## Begin Extracted material
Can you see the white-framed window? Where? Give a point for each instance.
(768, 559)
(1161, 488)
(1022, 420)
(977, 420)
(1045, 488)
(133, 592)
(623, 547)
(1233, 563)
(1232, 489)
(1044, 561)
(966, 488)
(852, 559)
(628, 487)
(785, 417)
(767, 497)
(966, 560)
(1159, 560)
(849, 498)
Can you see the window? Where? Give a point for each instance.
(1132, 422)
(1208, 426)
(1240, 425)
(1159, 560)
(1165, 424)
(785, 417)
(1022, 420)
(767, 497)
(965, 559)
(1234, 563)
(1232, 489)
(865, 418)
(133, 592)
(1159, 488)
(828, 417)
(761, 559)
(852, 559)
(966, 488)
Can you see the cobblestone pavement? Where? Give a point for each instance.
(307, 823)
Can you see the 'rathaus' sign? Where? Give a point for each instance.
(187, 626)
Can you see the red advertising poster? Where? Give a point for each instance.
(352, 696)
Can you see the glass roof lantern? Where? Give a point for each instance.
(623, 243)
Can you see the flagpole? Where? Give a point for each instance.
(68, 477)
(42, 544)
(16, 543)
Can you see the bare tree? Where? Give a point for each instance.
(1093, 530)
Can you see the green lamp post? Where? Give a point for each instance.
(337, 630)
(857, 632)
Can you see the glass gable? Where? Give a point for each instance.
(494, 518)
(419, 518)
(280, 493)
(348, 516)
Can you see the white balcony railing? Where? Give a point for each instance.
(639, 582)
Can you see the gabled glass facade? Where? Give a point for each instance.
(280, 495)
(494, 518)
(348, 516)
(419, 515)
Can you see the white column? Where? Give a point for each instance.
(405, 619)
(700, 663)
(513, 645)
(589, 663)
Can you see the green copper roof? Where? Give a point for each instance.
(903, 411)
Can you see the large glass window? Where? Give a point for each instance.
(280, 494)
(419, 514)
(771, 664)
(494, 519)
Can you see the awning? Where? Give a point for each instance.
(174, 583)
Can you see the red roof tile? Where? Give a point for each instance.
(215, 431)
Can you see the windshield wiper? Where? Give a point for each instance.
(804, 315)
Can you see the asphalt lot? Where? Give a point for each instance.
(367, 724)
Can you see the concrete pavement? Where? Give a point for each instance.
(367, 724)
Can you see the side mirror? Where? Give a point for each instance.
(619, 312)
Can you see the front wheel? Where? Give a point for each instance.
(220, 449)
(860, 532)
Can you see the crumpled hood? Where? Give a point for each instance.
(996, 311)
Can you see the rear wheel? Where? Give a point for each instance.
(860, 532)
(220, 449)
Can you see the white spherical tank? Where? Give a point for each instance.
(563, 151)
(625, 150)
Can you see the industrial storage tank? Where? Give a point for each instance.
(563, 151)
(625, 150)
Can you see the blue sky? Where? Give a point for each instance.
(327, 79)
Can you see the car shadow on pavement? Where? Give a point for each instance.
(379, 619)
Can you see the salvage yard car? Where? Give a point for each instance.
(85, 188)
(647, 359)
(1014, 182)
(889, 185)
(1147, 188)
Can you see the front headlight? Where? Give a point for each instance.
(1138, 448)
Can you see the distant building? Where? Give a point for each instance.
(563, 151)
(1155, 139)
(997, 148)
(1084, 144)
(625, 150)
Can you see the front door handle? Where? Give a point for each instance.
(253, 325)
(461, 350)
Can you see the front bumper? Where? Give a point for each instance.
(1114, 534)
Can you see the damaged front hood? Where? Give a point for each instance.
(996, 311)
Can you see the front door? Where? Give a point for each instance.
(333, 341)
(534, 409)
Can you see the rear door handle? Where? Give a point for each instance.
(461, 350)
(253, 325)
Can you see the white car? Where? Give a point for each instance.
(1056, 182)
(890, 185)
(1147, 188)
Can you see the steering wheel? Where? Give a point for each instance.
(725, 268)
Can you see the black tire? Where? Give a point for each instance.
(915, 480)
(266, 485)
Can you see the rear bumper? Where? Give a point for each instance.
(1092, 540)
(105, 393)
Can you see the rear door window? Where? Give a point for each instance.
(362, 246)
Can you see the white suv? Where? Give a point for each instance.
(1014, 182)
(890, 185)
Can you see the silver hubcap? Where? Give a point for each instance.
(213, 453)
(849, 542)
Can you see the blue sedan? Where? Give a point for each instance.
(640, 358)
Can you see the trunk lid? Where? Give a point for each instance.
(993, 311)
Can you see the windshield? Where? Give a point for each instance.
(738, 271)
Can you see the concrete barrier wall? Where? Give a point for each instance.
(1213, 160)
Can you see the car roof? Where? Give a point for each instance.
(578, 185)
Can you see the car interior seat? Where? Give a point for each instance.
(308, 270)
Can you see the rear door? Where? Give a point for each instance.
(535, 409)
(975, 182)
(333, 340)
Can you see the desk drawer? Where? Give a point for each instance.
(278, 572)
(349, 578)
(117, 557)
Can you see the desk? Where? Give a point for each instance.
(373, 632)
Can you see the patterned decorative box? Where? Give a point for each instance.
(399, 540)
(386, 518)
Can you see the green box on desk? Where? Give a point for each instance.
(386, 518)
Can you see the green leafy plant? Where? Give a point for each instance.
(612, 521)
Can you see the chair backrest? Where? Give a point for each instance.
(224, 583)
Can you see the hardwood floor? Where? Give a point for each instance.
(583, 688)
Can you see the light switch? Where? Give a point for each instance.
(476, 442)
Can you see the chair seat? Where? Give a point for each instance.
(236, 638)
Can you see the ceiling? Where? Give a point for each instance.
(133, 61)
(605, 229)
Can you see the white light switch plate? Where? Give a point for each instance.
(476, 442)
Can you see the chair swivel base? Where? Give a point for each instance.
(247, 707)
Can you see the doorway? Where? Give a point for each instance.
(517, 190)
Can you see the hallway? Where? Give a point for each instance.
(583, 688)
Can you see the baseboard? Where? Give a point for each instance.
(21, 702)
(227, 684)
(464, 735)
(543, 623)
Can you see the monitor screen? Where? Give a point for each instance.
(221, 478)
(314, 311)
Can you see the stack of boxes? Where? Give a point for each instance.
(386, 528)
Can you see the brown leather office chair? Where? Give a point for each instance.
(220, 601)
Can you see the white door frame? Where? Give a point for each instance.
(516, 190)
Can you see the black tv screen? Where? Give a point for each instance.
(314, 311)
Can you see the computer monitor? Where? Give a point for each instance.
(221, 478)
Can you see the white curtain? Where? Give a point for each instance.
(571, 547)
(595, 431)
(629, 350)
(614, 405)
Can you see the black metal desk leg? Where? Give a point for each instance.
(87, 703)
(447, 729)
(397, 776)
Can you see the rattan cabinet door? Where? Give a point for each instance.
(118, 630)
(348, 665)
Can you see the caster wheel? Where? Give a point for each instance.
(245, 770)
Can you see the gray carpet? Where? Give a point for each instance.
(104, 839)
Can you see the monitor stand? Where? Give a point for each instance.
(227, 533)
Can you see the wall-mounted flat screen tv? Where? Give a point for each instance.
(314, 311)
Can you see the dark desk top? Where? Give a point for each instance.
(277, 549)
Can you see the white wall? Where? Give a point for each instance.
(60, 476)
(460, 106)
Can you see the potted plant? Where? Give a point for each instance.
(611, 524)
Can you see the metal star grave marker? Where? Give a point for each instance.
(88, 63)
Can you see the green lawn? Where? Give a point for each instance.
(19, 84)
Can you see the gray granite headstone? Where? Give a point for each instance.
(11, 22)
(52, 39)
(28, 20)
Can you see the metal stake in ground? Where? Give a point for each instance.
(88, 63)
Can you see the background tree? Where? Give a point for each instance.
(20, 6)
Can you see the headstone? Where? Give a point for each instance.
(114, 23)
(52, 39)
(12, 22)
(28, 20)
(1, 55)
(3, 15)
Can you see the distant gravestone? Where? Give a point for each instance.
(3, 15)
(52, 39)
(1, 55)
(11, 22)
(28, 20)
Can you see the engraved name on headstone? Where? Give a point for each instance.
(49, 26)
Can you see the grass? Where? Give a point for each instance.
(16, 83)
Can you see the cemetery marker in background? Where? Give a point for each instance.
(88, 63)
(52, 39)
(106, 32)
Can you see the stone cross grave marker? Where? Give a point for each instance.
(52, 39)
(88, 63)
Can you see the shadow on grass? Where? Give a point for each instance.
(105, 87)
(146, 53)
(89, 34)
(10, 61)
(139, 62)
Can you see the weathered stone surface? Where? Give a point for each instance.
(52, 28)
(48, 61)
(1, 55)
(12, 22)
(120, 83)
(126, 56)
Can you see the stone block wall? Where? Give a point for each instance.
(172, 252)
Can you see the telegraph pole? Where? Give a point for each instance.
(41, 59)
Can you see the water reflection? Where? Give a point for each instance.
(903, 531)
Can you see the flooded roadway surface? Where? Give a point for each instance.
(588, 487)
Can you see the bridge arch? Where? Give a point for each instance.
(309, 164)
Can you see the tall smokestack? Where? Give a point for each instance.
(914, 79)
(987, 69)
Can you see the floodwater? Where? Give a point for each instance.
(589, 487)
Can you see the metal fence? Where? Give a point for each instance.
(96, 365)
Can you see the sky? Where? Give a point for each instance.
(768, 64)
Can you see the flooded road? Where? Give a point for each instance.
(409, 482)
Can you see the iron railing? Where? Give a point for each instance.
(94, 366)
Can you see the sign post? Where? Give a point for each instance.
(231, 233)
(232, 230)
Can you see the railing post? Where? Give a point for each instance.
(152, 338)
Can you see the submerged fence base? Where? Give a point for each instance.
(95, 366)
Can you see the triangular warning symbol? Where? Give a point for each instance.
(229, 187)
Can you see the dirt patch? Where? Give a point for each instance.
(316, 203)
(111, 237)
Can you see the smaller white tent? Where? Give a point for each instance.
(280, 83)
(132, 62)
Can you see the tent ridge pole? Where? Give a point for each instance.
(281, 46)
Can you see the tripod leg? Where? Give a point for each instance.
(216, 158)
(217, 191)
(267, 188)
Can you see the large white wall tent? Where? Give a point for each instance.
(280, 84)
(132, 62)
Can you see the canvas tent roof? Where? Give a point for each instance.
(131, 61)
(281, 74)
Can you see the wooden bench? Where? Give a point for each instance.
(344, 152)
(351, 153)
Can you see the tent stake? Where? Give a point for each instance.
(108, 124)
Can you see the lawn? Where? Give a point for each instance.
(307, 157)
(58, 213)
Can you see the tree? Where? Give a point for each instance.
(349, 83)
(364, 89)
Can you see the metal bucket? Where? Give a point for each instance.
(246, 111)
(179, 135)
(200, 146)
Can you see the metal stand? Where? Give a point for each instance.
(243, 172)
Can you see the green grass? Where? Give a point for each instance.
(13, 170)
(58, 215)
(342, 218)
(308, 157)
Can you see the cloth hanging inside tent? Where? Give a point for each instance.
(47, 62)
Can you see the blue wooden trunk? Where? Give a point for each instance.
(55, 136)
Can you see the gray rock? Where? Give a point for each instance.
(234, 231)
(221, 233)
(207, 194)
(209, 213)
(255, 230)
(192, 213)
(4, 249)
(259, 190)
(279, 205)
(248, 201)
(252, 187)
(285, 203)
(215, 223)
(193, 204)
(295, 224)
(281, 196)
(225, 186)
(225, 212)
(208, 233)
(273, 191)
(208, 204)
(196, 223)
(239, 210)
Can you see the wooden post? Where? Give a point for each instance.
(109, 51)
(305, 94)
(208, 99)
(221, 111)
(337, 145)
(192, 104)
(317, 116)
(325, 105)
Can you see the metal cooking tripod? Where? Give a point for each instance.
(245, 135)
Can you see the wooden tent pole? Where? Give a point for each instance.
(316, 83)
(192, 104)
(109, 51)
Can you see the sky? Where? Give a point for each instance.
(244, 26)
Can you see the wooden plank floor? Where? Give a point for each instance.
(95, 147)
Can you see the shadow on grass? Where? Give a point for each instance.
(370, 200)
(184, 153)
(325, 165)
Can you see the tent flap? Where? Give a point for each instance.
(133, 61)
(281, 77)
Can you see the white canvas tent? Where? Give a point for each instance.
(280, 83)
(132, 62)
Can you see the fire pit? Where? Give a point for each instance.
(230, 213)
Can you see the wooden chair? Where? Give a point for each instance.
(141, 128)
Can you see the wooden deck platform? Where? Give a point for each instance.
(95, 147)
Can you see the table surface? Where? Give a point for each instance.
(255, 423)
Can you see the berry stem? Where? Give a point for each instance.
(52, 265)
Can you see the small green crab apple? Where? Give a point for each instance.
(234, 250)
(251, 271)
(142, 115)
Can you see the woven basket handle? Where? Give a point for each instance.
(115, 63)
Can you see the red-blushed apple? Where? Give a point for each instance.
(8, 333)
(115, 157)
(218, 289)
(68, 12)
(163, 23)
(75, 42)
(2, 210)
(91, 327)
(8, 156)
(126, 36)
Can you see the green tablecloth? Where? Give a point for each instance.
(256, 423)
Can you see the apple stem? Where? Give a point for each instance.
## End Extracted material
Please output the records exactly as they appear, from the line containing "Can you see the wooden deck" through the end of the records, including both of those lines.

Can you see the wooden deck platform? Where? Give a point for each instance.
(95, 147)
Can you see the table surface? Where? Give a point for each instance.
(255, 423)
Can you see the berry stem? Where? Give a point for each instance.
(52, 265)
Can you see the small green crab apple? Where? Give a point for each instance.
(234, 250)
(251, 271)
(142, 115)
Can you see the woven basket handle? Where? Give a point for each instance.
(115, 63)
Can you see the red-blushed apple? Where? Give a point for each instance.
(8, 333)
(115, 157)
(218, 289)
(68, 12)
(163, 23)
(75, 42)
(2, 210)
(91, 327)
(8, 156)
(126, 36)
Can you see the green tablecloth? Where? Give a point for each instance.
(256, 423)
Can you see the apple stem? Where? Give a point for each instance.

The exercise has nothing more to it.